- EXERCISE -
Please reproduce the lines of each of the following items verbatim, leaving out any pictures.

(Image location labeling items)
□ □ □
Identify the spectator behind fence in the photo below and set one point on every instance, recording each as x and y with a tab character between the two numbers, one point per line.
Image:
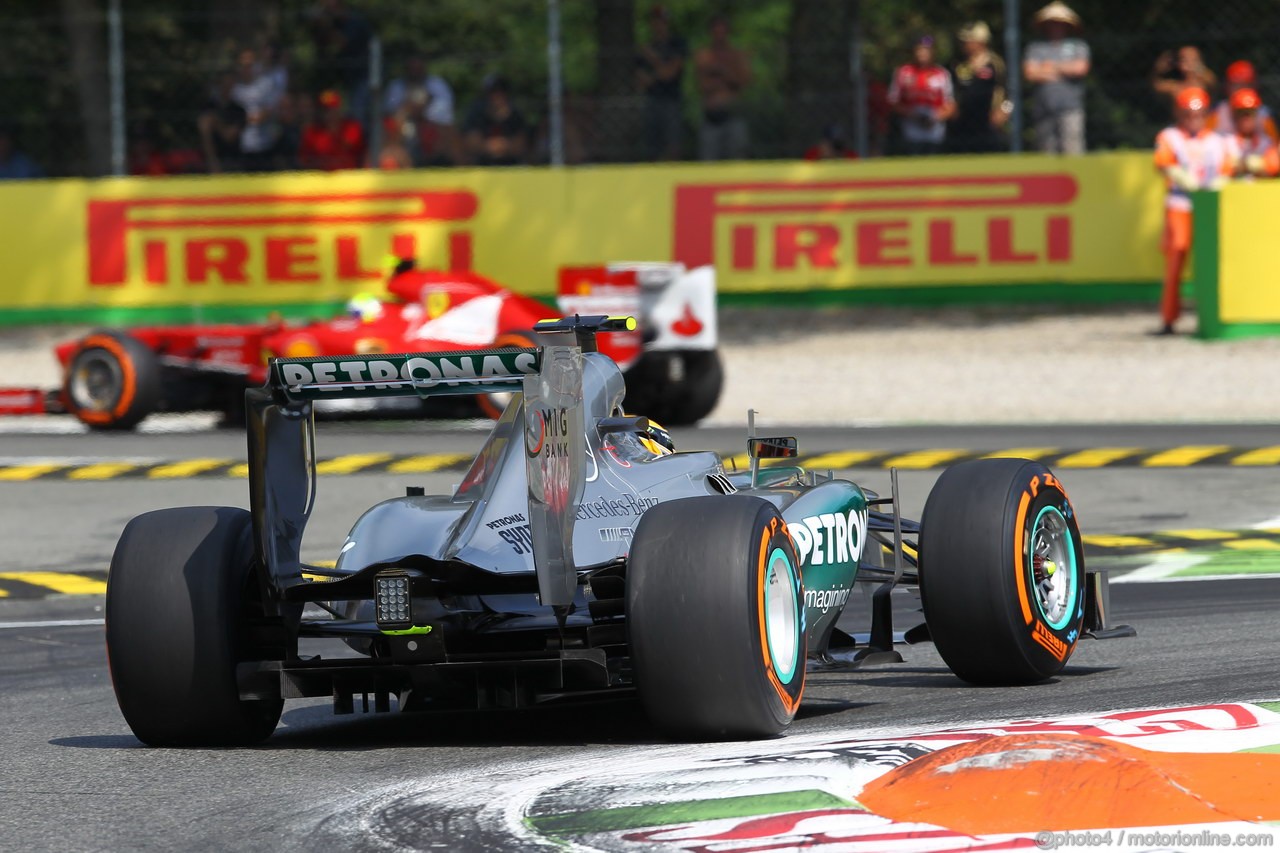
923	99
1191	158
334	140
256	91
16	165
1255	151
147	156
342	37
831	146
419	109
1057	67
496	132
979	86
1240	76
296	113
659	73
722	72
1175	71
220	126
□ □ □
- RESPONSE TO THIS EXERCISE -
Identify the spectator behind fence in the photo below and set one point on every instance, recording each as x and y with a tab character between the two numbers, one point per line.
Image:
923	99
1191	158
334	140
256	91
16	165
1255	151
147	156
342	37
831	146
419	109
1057	67
496	132
979	86
1240	76
296	113
659	73
722	72
1175	71
220	126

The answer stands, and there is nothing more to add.